INFORMATION SHOWN: Begin

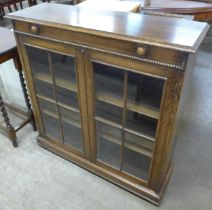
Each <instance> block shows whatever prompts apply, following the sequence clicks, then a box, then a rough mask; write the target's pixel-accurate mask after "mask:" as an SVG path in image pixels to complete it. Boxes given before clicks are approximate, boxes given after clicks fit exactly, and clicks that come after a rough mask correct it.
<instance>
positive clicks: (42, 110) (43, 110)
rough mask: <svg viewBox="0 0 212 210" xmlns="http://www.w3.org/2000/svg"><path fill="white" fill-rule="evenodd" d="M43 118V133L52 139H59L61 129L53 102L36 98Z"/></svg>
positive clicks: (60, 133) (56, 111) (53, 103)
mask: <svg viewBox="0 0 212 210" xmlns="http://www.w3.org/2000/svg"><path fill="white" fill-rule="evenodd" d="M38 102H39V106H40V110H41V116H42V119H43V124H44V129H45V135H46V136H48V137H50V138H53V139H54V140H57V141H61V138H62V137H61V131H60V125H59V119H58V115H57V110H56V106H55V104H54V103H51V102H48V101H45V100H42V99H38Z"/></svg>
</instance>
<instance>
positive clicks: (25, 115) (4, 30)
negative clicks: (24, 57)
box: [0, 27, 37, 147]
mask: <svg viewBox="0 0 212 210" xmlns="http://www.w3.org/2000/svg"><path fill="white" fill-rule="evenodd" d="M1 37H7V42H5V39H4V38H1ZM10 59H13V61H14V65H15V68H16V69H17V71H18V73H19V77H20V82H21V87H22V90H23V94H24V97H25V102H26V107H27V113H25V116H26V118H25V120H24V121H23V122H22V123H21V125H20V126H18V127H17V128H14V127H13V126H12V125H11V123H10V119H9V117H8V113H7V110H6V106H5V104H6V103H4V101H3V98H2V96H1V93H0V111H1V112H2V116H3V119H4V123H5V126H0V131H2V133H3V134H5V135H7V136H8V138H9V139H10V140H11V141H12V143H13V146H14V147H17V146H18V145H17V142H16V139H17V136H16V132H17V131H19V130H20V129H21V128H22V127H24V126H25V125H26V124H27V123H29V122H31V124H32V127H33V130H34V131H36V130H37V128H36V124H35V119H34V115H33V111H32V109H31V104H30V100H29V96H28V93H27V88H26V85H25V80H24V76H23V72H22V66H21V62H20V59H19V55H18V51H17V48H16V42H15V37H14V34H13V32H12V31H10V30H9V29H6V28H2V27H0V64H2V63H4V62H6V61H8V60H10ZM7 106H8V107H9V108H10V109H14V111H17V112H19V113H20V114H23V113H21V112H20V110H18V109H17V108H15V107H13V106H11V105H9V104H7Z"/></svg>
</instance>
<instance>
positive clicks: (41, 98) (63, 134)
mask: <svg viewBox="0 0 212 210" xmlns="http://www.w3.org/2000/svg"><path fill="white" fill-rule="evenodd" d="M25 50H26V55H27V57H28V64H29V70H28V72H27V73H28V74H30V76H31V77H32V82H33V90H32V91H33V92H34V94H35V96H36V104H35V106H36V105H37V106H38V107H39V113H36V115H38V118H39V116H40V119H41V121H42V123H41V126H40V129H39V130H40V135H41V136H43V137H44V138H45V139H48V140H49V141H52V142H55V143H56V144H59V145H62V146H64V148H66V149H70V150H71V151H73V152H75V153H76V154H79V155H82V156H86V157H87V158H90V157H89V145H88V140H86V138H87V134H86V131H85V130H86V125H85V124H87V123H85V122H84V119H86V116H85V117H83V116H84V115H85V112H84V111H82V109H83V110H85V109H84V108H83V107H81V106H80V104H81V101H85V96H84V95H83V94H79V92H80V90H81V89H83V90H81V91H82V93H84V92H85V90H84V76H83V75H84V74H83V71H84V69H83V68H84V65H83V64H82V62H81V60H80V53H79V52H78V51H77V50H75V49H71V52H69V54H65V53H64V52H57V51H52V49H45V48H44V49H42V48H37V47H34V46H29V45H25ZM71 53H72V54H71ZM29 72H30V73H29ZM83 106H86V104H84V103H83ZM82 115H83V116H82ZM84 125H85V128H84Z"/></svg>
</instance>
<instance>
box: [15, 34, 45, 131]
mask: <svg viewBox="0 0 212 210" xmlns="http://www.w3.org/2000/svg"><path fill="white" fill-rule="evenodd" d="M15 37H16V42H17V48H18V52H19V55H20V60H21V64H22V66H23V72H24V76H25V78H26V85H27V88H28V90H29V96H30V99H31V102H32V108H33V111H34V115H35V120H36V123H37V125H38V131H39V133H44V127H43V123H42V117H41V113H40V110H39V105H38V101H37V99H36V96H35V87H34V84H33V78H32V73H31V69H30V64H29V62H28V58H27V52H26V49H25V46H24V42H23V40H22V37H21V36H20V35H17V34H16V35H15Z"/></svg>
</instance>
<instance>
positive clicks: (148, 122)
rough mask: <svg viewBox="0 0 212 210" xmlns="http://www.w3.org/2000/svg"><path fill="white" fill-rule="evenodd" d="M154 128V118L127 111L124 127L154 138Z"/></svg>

INFORMATION SHOWN: End

__WHAT YOU SHOULD DO__. These entries are to be printed again word for word, except for the pictures.

__RESPONSE TO THIS TASK__.
Each <instance> block shows whatever prompts apply, following the sequence clicks, then a box, then a rough mask; write the target's pixel-accurate mask after "mask:" as an SVG path in image pixels to complete it. Boxes given before clicks are approximate, boxes given after clicks fit exactly, and clicks that come after a rough mask correct it.
<instance>
positive clicks: (42, 110) (43, 110)
rough mask: <svg viewBox="0 0 212 210" xmlns="http://www.w3.org/2000/svg"><path fill="white" fill-rule="evenodd" d="M43 118V133L52 139H59L61 129L53 102L36 98Z"/></svg>
positive clicks: (60, 133) (56, 111) (53, 103)
mask: <svg viewBox="0 0 212 210" xmlns="http://www.w3.org/2000/svg"><path fill="white" fill-rule="evenodd" d="M38 102H39V106H40V110H41V116H42V119H43V124H44V129H45V135H46V136H48V137H50V138H53V139H54V140H57V141H61V138H62V137H61V131H60V125H59V119H58V115H57V110H56V106H55V104H54V103H51V102H48V101H45V100H42V99H38Z"/></svg>
</instance>
<instance>
positive clicks: (25, 115) (4, 30)
negative clicks: (24, 57)
box: [0, 27, 37, 147]
mask: <svg viewBox="0 0 212 210" xmlns="http://www.w3.org/2000/svg"><path fill="white" fill-rule="evenodd" d="M1 37H7V42H5V39H4V38H1ZM10 59H13V61H14V65H15V68H16V69H17V71H18V73H19V77H20V82H21V87H22V90H23V94H24V97H25V102H26V107H27V113H25V116H26V118H25V120H24V121H23V122H22V123H21V125H20V126H18V127H17V128H14V127H13V126H12V125H11V123H10V119H9V117H8V113H7V110H6V106H5V104H6V103H4V101H3V98H2V96H1V93H0V111H1V112H2V116H3V119H4V123H5V126H0V131H2V133H3V134H5V135H7V136H8V138H9V139H10V140H11V141H12V143H13V146H14V147H17V146H18V145H17V142H16V139H17V136H16V132H17V131H19V130H20V129H21V128H22V127H24V126H25V125H26V124H27V123H29V122H31V124H32V127H33V130H34V131H36V130H37V128H36V124H35V119H34V115H33V111H32V109H31V104H30V100H29V96H28V93H27V88H26V85H25V80H24V76H23V72H22V66H21V62H20V59H19V55H18V51H17V48H16V42H15V37H14V34H13V32H12V31H10V30H9V29H6V28H2V27H0V64H2V63H4V62H6V61H8V60H10ZM7 106H8V107H9V108H10V109H14V111H17V112H19V113H20V114H23V113H21V112H20V110H18V109H17V108H15V107H13V106H11V105H9V104H7Z"/></svg>
</instance>
<instance>
positive clicks: (41, 98) (63, 134)
mask: <svg viewBox="0 0 212 210" xmlns="http://www.w3.org/2000/svg"><path fill="white" fill-rule="evenodd" d="M25 50H26V55H27V57H28V64H29V70H28V72H27V73H28V74H30V76H31V77H32V82H33V90H32V91H33V92H34V94H35V96H36V104H35V106H36V105H37V106H38V107H39V113H36V115H38V118H39V116H40V119H41V121H42V123H41V126H40V129H39V130H40V135H41V136H43V137H44V138H45V139H48V140H49V141H52V142H55V143H56V144H59V145H62V146H64V148H66V149H70V150H71V151H73V152H75V153H76V154H79V155H82V156H86V157H87V158H90V157H89V145H88V140H86V138H87V134H86V131H85V130H86V125H85V124H87V123H85V122H84V119H86V116H85V117H83V116H84V115H85V112H84V111H82V109H83V110H85V109H84V108H83V107H81V106H80V104H81V101H85V96H84V95H83V94H79V92H80V90H81V89H83V90H81V91H82V93H84V92H85V90H84V76H83V75H84V74H83V71H84V69H83V68H84V65H83V64H82V62H81V60H80V53H79V52H78V51H77V50H75V49H71V52H69V54H65V53H64V52H57V51H52V49H45V48H44V49H42V48H37V47H34V46H29V45H25ZM71 53H72V54H71ZM29 72H30V73H29ZM83 106H86V104H84V103H83ZM82 115H83V116H82ZM84 125H85V128H84Z"/></svg>
</instance>
<instance>
box: [15, 34, 45, 131]
mask: <svg viewBox="0 0 212 210" xmlns="http://www.w3.org/2000/svg"><path fill="white" fill-rule="evenodd" d="M15 37H16V42H17V48H18V52H19V55H20V60H21V64H22V66H23V72H24V76H25V78H26V85H27V88H28V90H29V96H30V99H31V102H32V108H33V111H34V115H35V120H36V123H37V125H38V131H39V133H44V127H43V123H42V117H41V113H40V110H39V105H38V101H37V99H36V96H35V87H34V84H33V78H32V73H31V69H30V64H29V62H28V58H27V52H26V49H25V46H24V42H23V40H22V37H21V36H20V35H17V34H16V35H15Z"/></svg>
</instance>
<instance>
positive clicks: (148, 122)
rough mask: <svg viewBox="0 0 212 210" xmlns="http://www.w3.org/2000/svg"><path fill="white" fill-rule="evenodd" d="M154 128V118L127 111L124 127L154 138Z"/></svg>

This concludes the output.